▶ [Short exercise 1]:
In the article on strategic mortgage default, which economist says walking away from an oversized mortgage may be a moral imperative?
▶ [Short exercise 2]:
For the article on strategic mortgage default, state whether each statement agrees with it, answering yes or no and quoting the deciding words: (a) The owner of Stuyvesant Town decided to stop paying a $3 billion mortgage. (b) Bob Stahl is a real estate agent in San Diego. (c) Minna Reid says loan modifications address the real problem of negative equity.

▶ [Source excerpt]:
★ ★ ★ ★ ★
Posted on 01/26/2010 8:16:22 AM PST by TheThinker
Big real estate developers do it all the time - like yesterday, when the owner of New York City's Stuyvesant Town complex decided to stop paying its $3 billion mortgage. So why are you still writing a check every month on that mortgage that's much bigger than your home is actually worth?
Good question, University of Chicago economist Richard Thaler says. Thaler tells New York Times readers that it's not just alright to walk away from one's over-sized mortgage -- it may actually be a moral imperative. (An earlier Times article, by Roger Lowenstein, said much the same thing.) After all, lenders had no second thoughts about lending more than many borrowers could afford or than the homes might actually be worth. It's just not fair to expect borrowers to follow rules that the lenders don't.
But why stop there? Some commentators are now calling on borrowers to start a mass mortgage strike.
"Remember burning draft cards? Burn your mortgage," the blog DailyKos told readers recently:
"The real risk to the banks and investors is that the people in those homes might just decide to walk away. And that's what we must do. Doesn't have to be everybody, of course; but anyone who finds themselves seriously underwater with no hope of ever recouping their investment....just walk away Renee. Morality has nothing to do with it. You are a cog in the wheel of a machine that is killing this country and if you remain a cog you enable it. Remove your cog and the machine will not keep running. Remove millions of cogs and the machine gets replaced."
Now the call for a borrowers' revolt is being joined by folks who know an opportunity when they see it: real estate agents. Over the past month, agents have been rushing to declare 2010 "the year of the strategic default." Here's Connecticut Realtor Minna Reid:
Loan modifications do not address the real problem of heavy negative equity and are sure to fail most of the time. Even if the homeowner lowers their current payment they are left more trapped than ever. There will be no quick recovery this time. Years later when there is a need to HAVE TO move, the original problem of being upside down remains and the modified homeowner is left to short sell or foreclose once again.
Isn't it better to just cut the losses upfront ?
I know many will consider strategic default wrong or immoral, but as for me, I stopped passing judgment long ago.
Reid is far from the only real estate agent using mass revolt against the banks as a sales strategy. San Diego broker Bob Schwartz asks, "How many homeowners will suddenly wake up to the fact that their home is now worth tens of thousands of dollars less than their mortgage balance? Only the naive will believe that their San Diego home's value will bounce back anytime soon.... Defaulting "strategically" can entice more walk-aways by buying all the major items they may need in the near future, such as a car or even a house, right before they take a hike. As long as you stay current with other mortgage lenders, one could potentially have a good credit standing in 2 years after the walk-away."
And Phoenix agent Bob Stahl joins the chorus, assuring borrowers that a strategic default followed by a short sale won't hurt their ability to get a mortgage in the future.
Many of the agents calling for a mass movement of strategic defaulters specialize in short sales -- selling a home for less than the mortgage on it something that mortgage servicers will often only consider once a borrower has begun to miss payments. It's ironic that after years of helping push prices up to maximize commissions, real estate agents are now pushing borrowers to dump their properties in short sales, so they can jump in and close a deal.
Still, they may be on to something.
Calling for mass strategic defaults is the equivalent of shouting "fire" in a crowded theater, prompting a stampede to the exits, and stampedes can leave a lot of people hurt in this case, all the homeowners who live next door to the borrowers who stop paying, and suddenly see their property values plummet.
★ ★ ★ ★ ★
▶ [Listing]:
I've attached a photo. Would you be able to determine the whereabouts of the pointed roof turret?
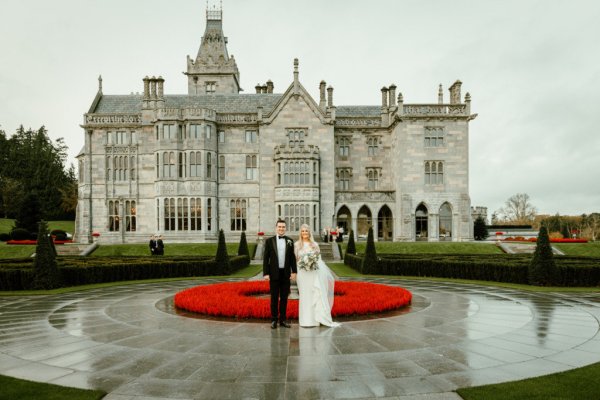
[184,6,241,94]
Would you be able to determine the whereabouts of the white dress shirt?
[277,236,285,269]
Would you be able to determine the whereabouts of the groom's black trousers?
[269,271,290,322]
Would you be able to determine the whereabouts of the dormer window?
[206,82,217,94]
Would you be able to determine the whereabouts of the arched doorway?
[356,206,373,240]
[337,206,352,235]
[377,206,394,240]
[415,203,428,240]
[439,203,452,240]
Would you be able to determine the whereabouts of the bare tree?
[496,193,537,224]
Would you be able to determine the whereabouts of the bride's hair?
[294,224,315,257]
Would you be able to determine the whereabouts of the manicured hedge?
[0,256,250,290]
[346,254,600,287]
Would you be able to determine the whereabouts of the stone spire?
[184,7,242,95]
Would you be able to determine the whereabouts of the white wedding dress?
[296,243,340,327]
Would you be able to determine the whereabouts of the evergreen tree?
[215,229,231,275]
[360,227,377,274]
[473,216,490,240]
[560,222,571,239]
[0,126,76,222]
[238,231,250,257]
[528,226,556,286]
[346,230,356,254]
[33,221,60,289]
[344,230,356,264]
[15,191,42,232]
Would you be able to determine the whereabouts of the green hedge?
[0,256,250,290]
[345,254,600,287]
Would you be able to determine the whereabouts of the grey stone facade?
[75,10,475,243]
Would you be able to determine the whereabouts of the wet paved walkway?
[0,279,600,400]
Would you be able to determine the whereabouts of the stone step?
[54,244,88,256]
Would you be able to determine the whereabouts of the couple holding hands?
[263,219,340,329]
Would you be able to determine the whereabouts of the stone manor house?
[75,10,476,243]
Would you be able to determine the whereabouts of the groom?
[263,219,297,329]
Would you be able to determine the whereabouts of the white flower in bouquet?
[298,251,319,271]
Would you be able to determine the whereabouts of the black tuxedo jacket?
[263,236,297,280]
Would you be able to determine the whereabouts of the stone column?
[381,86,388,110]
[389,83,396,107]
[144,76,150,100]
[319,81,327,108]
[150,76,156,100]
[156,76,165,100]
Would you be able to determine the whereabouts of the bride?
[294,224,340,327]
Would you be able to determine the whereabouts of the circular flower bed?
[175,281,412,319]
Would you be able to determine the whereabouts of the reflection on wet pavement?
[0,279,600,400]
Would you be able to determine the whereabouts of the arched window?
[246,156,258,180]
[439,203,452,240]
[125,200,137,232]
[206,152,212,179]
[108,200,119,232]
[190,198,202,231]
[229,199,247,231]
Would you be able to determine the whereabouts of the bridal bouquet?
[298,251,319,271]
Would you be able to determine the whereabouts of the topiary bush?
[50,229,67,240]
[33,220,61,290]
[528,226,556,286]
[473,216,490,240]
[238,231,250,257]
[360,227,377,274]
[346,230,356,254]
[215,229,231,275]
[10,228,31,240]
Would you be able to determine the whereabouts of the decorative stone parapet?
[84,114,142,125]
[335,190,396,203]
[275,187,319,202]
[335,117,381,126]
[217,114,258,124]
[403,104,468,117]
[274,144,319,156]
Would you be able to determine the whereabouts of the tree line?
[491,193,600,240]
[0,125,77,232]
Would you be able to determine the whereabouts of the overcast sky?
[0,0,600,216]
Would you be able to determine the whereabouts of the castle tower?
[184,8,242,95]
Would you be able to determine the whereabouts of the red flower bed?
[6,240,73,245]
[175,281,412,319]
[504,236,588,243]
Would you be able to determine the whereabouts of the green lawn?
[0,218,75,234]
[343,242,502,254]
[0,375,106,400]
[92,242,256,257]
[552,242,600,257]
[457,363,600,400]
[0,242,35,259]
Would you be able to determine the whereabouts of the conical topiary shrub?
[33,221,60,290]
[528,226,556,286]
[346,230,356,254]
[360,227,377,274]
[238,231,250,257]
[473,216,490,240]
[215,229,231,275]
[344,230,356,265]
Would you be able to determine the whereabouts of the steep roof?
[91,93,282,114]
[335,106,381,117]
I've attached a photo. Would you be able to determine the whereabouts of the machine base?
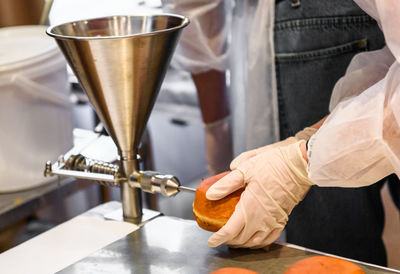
★ ★ ★ ★ ★
▶ [Complete answer 1]:
Richard Thaler, a University of Chicago economist.

▶ [Complete answer 2]:
(a) Yes: "the owner of New York City's Stuyvesant Town complex decided to stop paying its $3 billion mortgage"
(b) No: "Phoenix agent Bob Stahl"
(c) No: "Loan modifications do not address the real problem of heavy negative equity"